**Supplied material**
- - - - -

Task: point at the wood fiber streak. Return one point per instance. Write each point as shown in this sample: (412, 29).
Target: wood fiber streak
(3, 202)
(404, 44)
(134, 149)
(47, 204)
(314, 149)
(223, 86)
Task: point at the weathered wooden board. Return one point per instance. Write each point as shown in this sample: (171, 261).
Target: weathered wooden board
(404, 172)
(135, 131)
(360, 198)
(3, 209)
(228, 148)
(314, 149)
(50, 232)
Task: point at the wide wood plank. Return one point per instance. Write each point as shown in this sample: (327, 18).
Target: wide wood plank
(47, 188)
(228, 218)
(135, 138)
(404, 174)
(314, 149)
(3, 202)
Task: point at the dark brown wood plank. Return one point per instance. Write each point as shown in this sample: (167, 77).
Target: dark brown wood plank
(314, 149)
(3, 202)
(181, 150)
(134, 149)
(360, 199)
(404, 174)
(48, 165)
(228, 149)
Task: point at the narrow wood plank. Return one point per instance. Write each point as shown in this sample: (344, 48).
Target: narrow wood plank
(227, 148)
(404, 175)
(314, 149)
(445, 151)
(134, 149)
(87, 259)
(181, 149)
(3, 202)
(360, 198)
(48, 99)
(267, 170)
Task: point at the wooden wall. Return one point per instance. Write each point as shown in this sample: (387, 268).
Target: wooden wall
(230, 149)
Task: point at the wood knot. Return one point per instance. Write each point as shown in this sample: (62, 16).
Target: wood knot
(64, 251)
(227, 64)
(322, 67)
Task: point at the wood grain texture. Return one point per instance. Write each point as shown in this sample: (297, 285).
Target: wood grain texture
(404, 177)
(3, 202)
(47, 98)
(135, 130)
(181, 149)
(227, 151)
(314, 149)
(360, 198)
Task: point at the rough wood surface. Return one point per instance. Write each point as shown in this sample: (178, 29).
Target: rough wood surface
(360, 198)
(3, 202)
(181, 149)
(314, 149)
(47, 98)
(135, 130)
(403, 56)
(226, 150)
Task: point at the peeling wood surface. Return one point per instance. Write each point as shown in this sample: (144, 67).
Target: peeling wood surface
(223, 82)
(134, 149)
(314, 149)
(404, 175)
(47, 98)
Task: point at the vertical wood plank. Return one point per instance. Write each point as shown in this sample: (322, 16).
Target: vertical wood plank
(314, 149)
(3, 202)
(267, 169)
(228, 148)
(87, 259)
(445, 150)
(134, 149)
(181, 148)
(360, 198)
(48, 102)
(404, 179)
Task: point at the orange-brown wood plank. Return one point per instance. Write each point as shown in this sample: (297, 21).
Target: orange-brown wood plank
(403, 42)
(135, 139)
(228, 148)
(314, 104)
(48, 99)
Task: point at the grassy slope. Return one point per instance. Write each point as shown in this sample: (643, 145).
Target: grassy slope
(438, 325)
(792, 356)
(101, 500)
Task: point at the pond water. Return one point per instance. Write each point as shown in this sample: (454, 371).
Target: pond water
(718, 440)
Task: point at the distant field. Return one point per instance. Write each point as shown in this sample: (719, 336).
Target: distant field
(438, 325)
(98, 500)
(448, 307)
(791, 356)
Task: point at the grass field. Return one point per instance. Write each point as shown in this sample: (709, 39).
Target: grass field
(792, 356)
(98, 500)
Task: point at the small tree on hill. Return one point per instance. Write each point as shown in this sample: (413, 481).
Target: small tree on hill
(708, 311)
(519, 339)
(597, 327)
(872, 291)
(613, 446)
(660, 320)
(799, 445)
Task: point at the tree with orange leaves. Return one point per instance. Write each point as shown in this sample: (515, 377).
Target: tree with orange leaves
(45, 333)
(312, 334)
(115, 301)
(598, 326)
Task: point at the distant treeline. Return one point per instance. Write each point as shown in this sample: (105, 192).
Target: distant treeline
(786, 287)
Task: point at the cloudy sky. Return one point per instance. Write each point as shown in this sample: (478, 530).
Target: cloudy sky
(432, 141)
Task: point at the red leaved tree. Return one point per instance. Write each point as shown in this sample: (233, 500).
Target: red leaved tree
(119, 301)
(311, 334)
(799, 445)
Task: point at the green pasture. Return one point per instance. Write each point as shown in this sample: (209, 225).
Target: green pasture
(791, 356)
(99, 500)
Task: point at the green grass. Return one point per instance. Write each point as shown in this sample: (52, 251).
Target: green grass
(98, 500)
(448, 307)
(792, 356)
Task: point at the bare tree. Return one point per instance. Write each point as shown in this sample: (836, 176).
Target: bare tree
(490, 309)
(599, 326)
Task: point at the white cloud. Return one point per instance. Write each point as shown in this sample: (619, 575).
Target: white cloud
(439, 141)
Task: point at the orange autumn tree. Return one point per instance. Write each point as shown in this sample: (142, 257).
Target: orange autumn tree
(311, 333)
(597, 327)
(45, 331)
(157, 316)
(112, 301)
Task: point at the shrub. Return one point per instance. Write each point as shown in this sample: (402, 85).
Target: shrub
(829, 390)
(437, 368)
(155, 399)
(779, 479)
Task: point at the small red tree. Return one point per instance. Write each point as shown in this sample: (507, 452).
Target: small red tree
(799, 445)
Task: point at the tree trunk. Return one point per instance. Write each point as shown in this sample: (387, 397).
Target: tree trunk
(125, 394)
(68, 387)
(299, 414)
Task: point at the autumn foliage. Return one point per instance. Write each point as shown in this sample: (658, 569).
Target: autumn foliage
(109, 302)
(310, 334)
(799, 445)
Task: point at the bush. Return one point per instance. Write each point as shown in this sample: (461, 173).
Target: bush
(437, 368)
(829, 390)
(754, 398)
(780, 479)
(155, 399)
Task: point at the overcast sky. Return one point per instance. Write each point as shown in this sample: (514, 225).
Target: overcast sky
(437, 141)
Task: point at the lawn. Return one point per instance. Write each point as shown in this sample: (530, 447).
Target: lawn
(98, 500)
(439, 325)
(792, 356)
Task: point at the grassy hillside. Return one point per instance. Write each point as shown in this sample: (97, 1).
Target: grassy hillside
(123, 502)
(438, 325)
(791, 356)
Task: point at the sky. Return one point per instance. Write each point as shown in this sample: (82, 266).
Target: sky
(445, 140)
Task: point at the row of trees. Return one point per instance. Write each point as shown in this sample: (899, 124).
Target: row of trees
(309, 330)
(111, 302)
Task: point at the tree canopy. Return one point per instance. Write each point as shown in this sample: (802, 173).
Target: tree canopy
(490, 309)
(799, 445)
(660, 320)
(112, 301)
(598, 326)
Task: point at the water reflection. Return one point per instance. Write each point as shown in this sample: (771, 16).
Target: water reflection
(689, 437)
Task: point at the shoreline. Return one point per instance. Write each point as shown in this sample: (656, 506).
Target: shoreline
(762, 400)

- - - - -

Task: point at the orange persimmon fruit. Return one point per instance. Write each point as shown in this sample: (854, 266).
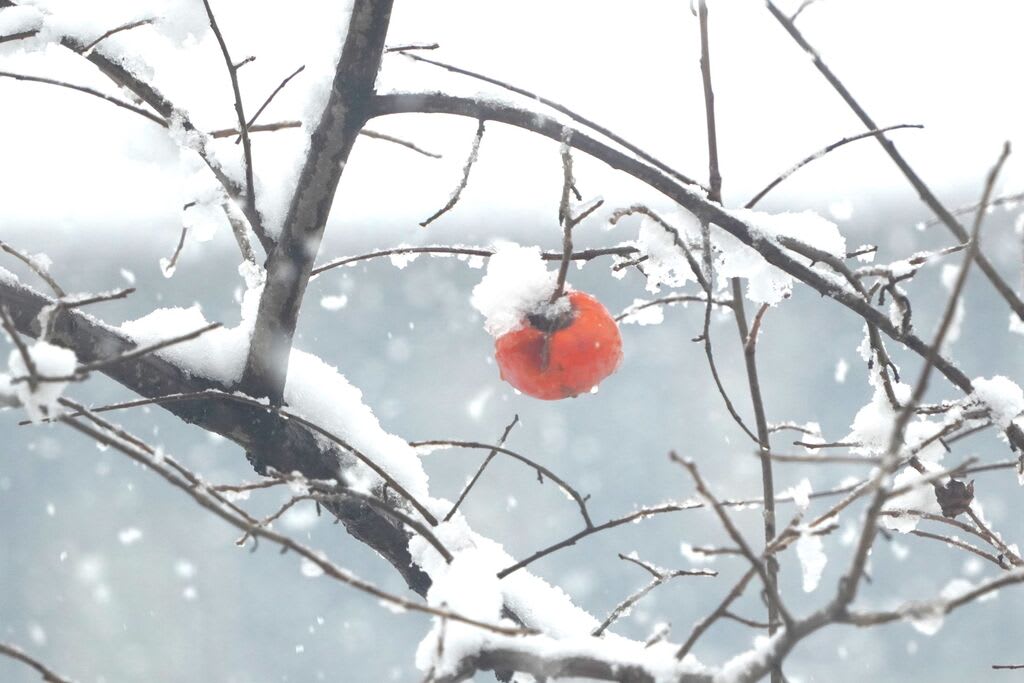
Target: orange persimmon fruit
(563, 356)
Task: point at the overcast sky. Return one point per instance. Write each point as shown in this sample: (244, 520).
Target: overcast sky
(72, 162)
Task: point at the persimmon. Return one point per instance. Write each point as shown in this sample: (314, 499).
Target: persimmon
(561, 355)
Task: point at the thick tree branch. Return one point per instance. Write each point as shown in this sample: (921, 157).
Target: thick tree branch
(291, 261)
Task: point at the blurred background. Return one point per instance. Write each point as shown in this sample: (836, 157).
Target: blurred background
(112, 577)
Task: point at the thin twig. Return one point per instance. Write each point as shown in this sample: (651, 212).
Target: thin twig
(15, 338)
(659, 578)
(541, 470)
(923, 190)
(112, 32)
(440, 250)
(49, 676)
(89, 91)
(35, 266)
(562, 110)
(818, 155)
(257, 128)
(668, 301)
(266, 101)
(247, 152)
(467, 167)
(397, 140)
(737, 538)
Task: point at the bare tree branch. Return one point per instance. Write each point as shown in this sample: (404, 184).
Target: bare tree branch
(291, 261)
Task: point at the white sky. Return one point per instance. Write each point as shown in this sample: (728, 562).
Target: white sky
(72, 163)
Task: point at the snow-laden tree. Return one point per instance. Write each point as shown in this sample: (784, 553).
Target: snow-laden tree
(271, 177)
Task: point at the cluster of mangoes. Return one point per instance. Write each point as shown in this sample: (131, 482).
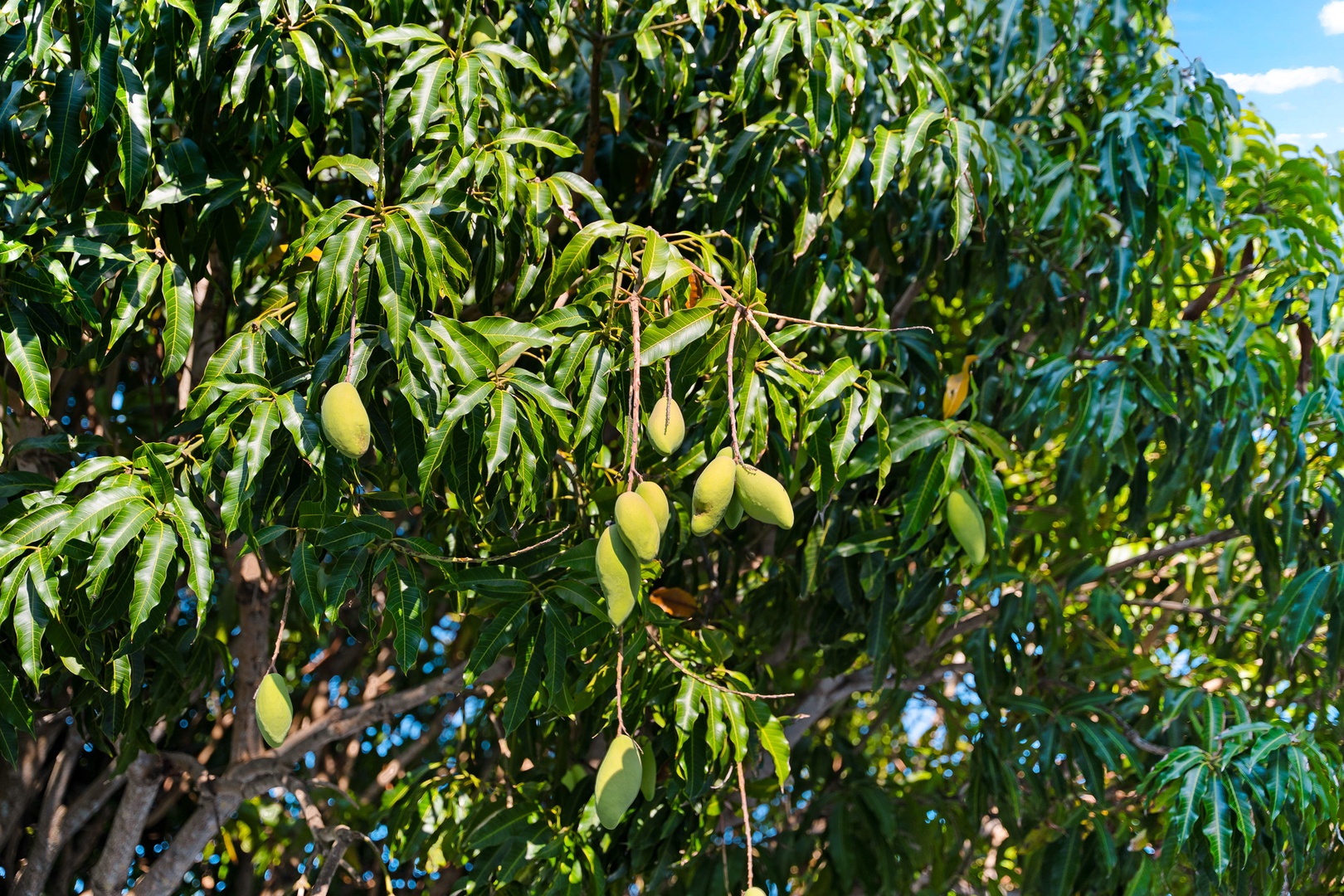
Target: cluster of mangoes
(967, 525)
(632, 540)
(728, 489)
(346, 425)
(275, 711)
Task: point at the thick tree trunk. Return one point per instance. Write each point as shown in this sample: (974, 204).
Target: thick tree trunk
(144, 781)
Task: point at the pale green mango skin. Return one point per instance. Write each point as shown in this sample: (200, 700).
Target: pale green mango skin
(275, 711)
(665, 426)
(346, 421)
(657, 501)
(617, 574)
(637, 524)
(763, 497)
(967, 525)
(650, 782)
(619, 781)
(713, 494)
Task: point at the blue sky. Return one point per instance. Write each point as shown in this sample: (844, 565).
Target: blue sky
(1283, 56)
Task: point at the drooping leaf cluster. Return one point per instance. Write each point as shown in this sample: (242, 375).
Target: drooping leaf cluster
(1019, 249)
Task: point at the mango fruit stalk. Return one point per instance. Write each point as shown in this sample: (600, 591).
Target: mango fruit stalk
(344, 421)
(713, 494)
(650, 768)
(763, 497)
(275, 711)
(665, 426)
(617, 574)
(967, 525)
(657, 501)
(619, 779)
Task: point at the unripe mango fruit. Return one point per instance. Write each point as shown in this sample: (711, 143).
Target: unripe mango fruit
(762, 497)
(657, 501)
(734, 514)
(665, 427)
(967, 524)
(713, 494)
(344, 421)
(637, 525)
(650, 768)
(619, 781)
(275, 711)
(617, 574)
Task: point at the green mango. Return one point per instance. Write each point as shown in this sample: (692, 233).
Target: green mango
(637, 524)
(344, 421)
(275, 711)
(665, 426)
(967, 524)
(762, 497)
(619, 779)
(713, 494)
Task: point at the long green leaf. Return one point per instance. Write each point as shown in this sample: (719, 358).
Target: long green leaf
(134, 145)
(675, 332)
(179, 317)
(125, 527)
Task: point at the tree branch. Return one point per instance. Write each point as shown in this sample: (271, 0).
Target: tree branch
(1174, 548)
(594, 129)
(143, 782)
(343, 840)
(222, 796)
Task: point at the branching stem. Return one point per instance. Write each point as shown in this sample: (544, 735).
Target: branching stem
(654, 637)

- - - - -

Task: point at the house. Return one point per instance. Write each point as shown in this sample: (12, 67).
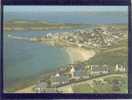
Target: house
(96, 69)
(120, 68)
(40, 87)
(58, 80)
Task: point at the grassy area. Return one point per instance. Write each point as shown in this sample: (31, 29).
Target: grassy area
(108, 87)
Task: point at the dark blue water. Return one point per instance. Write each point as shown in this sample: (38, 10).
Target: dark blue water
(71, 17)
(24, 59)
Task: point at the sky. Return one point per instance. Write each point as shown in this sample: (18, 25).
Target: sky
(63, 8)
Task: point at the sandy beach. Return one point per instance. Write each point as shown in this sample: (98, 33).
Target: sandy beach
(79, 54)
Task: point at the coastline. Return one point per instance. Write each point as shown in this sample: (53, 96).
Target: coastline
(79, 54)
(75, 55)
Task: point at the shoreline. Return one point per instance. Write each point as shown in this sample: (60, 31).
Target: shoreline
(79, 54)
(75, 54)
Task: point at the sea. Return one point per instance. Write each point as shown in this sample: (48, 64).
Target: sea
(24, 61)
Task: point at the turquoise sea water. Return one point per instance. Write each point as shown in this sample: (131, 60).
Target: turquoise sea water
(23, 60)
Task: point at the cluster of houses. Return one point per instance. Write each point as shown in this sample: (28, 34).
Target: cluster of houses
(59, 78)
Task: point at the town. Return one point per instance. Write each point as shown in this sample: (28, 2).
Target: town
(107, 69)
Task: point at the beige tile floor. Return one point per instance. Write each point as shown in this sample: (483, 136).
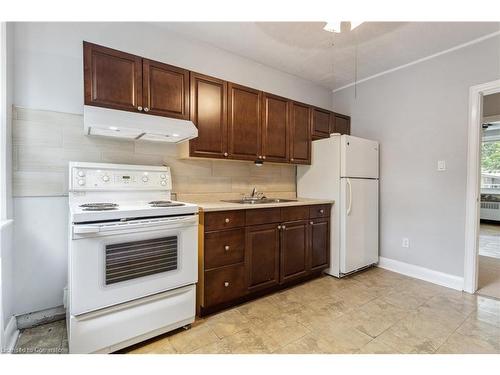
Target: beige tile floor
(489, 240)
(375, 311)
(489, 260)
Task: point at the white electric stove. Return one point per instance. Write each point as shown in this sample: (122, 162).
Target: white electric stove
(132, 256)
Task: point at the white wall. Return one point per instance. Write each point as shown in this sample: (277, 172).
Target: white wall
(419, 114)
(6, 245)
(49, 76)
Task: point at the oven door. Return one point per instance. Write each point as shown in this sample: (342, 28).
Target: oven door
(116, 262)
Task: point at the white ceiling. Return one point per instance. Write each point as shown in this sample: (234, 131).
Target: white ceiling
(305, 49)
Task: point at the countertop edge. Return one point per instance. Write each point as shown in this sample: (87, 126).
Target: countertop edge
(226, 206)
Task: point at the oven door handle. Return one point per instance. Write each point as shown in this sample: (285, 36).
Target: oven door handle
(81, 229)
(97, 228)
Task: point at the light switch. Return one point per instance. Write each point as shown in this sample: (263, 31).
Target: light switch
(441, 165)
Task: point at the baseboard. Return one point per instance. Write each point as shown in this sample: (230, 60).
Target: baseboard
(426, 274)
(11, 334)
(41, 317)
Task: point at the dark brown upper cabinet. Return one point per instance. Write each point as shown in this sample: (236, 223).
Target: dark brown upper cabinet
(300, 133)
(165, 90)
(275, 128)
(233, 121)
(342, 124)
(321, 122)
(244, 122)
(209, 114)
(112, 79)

- - - - -

**Task directions**
Scan the lines above for "Task: point at the wood fiber" and for "Task: point at the wood grain". Repeat exactly the line holding each of them and every line in between.

**Finished exercise**
Task: point at the wood fiber streak. Return one point per instance. Write each point as shown in this sample: (412, 29).
Target: wood fiber streak
(3, 202)
(404, 44)
(134, 149)
(47, 204)
(314, 149)
(223, 86)
Task: point at the weathered wooden board. Return one point per instance. Write each point as shown in this sample: (171, 261).
Target: weathered wooden board
(404, 172)
(135, 131)
(360, 198)
(3, 209)
(228, 148)
(314, 149)
(50, 232)
Task: point at the wide wood plank. Return one point per instance. Write each point as shown in this sample: (327, 18).
Target: wide wood plank
(47, 188)
(228, 218)
(135, 138)
(404, 174)
(314, 149)
(3, 202)
Task: point at the dark brown wood plank. Return one point per instance. Write each point as shown in this sample: (167, 77).
Target: dark brown wood plank
(314, 149)
(3, 202)
(181, 150)
(134, 149)
(360, 199)
(404, 174)
(48, 165)
(228, 149)
Task: point at the narrow wood plank. Return one point per instance. Write each point as shown in this sample: (344, 48).
Target: narrow wood plank
(227, 148)
(404, 175)
(314, 149)
(445, 151)
(134, 149)
(87, 259)
(181, 149)
(3, 202)
(360, 198)
(48, 99)
(267, 170)
Task: point at the wooden wall. Return one point per instance. Write each point as shown in this sample: (387, 268).
Target: wooden wall
(230, 149)
Task: point at the wood knot. Return one point per instance. Write each point as shown in this sample: (62, 16).
Target: wood knot
(64, 251)
(227, 64)
(322, 67)
Task: point at the wood grain texture. Return one point per instance. Write each point as shown in this sample: (297, 285).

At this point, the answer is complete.